Rumusan Soal: Sajikan semua baris catatan di bawah ini sebagai daftar JSON berisi string, satu string untuk setiap baris, tanpa baris kosong. Jangan masukkan gambar ke dalam jawaban.

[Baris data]
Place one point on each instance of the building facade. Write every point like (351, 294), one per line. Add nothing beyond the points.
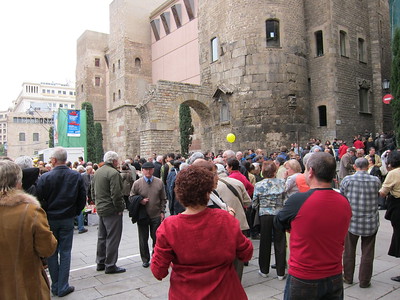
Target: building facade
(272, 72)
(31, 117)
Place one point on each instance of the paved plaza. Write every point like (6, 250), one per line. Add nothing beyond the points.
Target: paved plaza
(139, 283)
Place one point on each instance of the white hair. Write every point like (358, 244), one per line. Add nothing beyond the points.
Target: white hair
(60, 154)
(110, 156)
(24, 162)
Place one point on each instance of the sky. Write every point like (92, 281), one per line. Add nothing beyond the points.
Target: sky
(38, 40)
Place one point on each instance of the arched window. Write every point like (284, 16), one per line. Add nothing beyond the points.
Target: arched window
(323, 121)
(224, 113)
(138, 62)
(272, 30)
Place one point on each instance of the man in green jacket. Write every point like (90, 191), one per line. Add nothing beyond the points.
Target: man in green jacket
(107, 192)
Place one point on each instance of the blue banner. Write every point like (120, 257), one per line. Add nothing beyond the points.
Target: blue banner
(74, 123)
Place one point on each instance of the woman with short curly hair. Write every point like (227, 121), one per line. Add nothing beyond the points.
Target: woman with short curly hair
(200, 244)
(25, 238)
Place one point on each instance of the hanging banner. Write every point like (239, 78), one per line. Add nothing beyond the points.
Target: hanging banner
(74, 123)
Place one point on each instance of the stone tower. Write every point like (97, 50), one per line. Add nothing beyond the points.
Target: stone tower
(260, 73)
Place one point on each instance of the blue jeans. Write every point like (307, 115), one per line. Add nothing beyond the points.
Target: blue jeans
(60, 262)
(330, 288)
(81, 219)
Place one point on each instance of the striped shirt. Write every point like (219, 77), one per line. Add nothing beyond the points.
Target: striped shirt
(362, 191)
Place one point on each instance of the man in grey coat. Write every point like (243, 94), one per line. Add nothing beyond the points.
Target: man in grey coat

Jawaban Latihan:
[
  "Place one point on each instance of the building facade. Write every point like (351, 294), one per line. Add nothing beyond the points.",
  "Target: building facade",
  "(272, 72)",
  "(31, 117)",
  "Place one point on each instance of the paved plaza. Write every point like (6, 250), one per line. Add nothing beyond the points.",
  "Target: paved plaza",
  "(139, 283)",
  "Place one point on each instance of the white hair. Write every point like (358, 244), one per line. Add nothing beyond the points.",
  "Target: white hair",
  "(60, 154)",
  "(110, 156)",
  "(24, 162)",
  "Place one point on each instance of the sky. Write every point like (92, 281), one per line. Add nothing beyond the points.",
  "Target: sky",
  "(38, 40)",
  "Place one point on each instance of the arched window. Write every point like (284, 16), one per line. Add nothing beyond the points.",
  "Target: arched window",
  "(323, 121)",
  "(224, 113)",
  "(138, 62)",
  "(272, 30)",
  "Place one point on each instance of the man in green jacket. Write every point like (90, 191), one per line. Add nothing beyond the points.",
  "Target: man in green jacket",
  "(107, 192)",
  "Place one point on each instance of the blue banner. Write every point like (120, 257), one per line. Add nothing beyond the points.",
  "Target: blue banner",
  "(74, 123)",
  "Place one point on each instance of the woman with short curly hair. Write every point like (227, 121), one per line. Add nothing beyond the points.",
  "Target: woman with short curly hair",
  "(200, 244)",
  "(25, 238)",
  "Place one point on each instance of the hanging banner. Write every point like (239, 78), one per line. Add nothing beyond the points.",
  "Target: hanging banner",
  "(74, 123)",
  "Place one point on each instance of the stone tower. Write every point like (97, 50), one per line. Add nothing beyond the points.",
  "Target: stone tower",
  "(260, 73)",
  "Place one point on each instance of the blue jeans. Write every point like (307, 115), one per line. Add nothing beyond the points.",
  "Target: blue jeans",
  "(60, 262)",
  "(330, 288)",
  "(81, 219)",
  "Place one point on each instance of the striped shirt. Write every point like (219, 77), one per line. Add nothing beyond the points.",
  "Target: striped shirt",
  "(362, 191)",
  "Place one point on each instance of the man in grey coat. Write every point like (243, 94), one per line. Add nothing beyond the points.",
  "Target: man in grey coat"
]